**What you need to do**
Can you duplicate the listing below line for line, keeping every character unchanged?

Listing from a point-labeling set
_ _ _

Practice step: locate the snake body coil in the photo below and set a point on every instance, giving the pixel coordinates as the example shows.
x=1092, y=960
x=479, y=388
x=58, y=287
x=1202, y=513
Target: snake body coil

_ _ _

**Task output**
Practice step: locate the snake body coil in the photo below and set a point on every instance, giving the pixel coordinates as the example shows.
x=1092, y=960
x=479, y=388
x=58, y=287
x=1202, y=513
Target: snake body coil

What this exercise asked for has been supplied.